▸ Kaynak belge:
********

Emsal Mahkeme Kararı İstanbul 4. Asliye Ticaret Mahkemesi 2016/17 E. 2018/513 K. 09.04.2018 T.

Görüntülediğiniz mahkeme kararı henüz kesinleşmemiştir. Yararlı olması amacıyla eklenmiştir.

T.C.
İSTANBUL
4. ASLİYE TİCARET MAHKEMESİ

ESAS NO : 2016/17 Esas
KARAR NO : 2018/513

DAVA : Menfi Tespit (Ticari Nitelikteki Hizmet Sözleşmesinden Kaynaklanan)
DAVA TARİHİ : 08/01/2016
KARAR TARİHİ : 09/04/2018

Mahkememizde görülmekte olan Menfi Tespit (Ticari Nitelikteki Hizmet Sözleşmesinden Kaynaklanan) davasının yapılan açık yargılaması sonunda,
GEREĞİ DÜŞÜNÜLDÜ:
DAVA VE TALEP :
Davacı, dava dilekçesinde özetle; Ortağı ve yöneticisi olduğu … Şti’nin davalı şirketten … AVM şantiyesinde kullanılmak üzere klima cihazları satın aldığını, taraflar arasında bu alımla ilgili bir satın alma sözleşmesinin bulunduğunu, … Şti ile davalı şirketin 6-7 seneden bu yana alışveriş yapmakta olduklarını, aynı zamanda iki şirketin çözüm ortağı olduklarını, ödemelerin teslimden itibaren 90 veya 120 günlük çekler ile yapıldığını, sözleşmede olmadığı halde davalı firmanın iş ortasında cihazları teslim etmeyeceği şeklinde tehdit ve baskı yaparak bir kısım çeklere aval imzası alındığını, davalı firmaya teminat maksatlı olarak verilen ve üzerinde şahsi aval imzasının bulunduğu bir çeki kullanarak şahsı aleyhinde … 21 İcra Müdürlüğünün … E sayılı dosyası ile icra takibi başlatıldığını, Tesyap firmasının davalı şirkete borcunun bulunmadığını, borcu olmasında dahi icra takibine konu çekten dolayı muhatabın kendisi değil Tesyap firması olduğunu, davalının şahsı aleyhine açtığı icra takibinin haksız olduğunu ileri sürerek davalıya teminat maksadı ile verilmiş çekten dolayı borçlu bulunmadığının tespitine, kefalet ve aval hükümlerinin geçersiz olduğuna, davalının icra kötüniyet tazminatı, maddi manevi tazminata mahkumiyetine karar verilmesini talep ve dava etmiştir.

********

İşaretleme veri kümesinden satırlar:
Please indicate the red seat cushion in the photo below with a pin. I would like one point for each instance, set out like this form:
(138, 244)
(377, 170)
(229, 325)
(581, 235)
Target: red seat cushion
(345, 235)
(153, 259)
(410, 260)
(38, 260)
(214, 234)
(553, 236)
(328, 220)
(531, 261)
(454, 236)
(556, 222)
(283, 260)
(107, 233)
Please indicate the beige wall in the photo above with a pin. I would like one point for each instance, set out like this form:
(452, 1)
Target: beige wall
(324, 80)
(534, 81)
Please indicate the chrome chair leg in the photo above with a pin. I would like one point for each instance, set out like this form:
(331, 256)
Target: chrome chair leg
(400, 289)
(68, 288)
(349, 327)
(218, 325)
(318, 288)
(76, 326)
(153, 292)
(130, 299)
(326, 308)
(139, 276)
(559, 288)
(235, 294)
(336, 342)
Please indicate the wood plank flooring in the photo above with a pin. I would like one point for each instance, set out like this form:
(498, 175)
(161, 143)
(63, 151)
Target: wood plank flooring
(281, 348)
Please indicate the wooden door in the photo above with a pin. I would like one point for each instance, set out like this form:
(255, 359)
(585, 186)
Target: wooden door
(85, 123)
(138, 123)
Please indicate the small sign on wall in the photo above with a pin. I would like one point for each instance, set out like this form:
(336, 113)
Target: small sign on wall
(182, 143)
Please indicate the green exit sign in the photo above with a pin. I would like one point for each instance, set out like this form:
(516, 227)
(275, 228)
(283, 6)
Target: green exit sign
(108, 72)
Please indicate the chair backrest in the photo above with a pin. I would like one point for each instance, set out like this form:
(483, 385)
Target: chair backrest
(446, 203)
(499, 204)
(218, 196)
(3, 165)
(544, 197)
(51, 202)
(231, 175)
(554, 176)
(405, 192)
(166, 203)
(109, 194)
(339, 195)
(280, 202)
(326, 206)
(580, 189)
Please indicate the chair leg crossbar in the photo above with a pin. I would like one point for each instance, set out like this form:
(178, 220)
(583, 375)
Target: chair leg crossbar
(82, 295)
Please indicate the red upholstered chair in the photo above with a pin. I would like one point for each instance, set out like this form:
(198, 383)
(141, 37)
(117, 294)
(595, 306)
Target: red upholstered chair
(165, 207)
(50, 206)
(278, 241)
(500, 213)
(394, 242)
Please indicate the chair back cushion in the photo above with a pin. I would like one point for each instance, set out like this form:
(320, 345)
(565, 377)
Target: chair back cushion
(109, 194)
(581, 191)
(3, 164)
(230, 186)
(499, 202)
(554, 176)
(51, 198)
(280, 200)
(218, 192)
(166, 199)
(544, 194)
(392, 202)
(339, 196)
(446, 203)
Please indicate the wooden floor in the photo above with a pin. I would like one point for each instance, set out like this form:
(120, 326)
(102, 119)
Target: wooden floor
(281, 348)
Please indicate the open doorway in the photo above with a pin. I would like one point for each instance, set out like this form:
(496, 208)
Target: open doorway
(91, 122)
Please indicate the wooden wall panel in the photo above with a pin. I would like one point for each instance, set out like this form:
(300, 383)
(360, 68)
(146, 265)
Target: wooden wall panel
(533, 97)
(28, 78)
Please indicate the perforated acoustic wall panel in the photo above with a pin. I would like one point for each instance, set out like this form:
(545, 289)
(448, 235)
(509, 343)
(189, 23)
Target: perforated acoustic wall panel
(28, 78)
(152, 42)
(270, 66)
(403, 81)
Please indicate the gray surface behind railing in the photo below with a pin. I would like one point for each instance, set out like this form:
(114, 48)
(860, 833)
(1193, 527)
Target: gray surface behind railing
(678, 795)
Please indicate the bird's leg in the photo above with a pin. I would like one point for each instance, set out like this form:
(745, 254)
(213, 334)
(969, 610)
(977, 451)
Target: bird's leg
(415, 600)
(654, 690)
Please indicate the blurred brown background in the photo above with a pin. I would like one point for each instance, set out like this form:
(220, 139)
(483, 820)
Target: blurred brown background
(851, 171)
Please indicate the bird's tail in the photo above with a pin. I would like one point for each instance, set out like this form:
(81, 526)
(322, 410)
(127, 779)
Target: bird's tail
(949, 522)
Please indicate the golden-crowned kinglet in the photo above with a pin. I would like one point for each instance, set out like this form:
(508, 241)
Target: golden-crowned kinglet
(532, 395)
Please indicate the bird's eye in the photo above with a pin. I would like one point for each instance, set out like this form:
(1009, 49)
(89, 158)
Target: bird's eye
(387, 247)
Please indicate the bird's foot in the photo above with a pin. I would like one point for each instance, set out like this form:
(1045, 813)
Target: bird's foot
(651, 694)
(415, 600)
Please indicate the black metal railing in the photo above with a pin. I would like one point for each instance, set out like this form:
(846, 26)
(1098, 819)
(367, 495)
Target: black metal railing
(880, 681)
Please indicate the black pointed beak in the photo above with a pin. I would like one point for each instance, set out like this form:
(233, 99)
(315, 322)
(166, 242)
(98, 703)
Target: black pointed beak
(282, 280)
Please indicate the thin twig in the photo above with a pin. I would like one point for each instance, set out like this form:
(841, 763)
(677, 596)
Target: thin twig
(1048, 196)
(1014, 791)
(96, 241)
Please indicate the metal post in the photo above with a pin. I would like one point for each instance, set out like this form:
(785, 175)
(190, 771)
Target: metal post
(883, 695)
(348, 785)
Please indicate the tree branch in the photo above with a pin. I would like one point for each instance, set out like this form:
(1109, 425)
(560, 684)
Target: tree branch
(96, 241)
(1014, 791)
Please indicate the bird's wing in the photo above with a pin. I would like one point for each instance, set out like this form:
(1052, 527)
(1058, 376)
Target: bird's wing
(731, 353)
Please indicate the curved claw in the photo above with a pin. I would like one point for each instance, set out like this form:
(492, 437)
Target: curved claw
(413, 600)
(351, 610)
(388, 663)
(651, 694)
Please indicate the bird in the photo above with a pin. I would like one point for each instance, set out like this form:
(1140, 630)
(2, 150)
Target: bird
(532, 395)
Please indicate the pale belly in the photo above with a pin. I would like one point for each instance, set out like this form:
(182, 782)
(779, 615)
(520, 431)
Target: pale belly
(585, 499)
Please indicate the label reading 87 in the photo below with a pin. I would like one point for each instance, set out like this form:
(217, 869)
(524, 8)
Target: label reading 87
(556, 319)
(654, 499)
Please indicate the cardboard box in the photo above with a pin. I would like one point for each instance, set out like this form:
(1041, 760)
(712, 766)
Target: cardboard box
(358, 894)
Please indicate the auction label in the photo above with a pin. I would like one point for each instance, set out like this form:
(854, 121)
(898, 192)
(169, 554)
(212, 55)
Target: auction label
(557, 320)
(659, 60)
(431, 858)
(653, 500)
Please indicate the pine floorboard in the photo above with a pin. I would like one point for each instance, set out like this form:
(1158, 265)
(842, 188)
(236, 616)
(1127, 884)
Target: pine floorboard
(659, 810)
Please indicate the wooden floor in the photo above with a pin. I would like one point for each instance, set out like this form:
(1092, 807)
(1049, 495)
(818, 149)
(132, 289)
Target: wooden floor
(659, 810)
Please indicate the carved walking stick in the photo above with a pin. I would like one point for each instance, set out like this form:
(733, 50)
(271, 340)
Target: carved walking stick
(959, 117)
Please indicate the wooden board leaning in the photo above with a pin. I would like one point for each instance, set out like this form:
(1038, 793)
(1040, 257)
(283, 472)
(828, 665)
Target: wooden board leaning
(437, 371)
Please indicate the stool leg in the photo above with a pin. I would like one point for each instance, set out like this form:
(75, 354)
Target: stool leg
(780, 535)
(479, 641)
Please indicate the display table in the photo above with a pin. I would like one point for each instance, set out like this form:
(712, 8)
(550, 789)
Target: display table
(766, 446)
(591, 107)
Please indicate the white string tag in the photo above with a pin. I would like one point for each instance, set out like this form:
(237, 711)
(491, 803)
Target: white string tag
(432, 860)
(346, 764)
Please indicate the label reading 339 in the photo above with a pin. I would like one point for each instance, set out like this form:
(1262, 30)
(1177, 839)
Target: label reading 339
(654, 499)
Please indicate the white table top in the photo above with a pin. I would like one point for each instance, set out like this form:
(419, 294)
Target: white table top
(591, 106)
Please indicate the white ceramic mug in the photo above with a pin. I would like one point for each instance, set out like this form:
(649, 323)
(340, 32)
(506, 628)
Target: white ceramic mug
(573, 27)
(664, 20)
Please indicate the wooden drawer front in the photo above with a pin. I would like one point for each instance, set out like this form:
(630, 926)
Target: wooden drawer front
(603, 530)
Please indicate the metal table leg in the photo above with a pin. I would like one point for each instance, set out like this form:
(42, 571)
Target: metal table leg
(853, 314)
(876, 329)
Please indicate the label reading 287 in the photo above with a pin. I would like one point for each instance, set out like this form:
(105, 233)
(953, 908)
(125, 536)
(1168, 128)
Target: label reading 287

********

▸ Görev koşulları: Mahkeme kararının başında "ESAS NO" ile "KARAR TARİHİ" arasında iki nokta üst üste ile verilen alanları değerleriyle birlikte sıralayın.

▸ Alıştırmanın sonucu:
- ESAS NO: 2016/17 Esas
- KARAR NO: 2018/513
- DAVA: Menfi Tespit (Ticari Nitelikteki Hizmet Sözleşmesinden Kaynaklanan)
- DAVA TARİHİ: 08/01/2016
- KARAR TARİHİ: 09/04/2018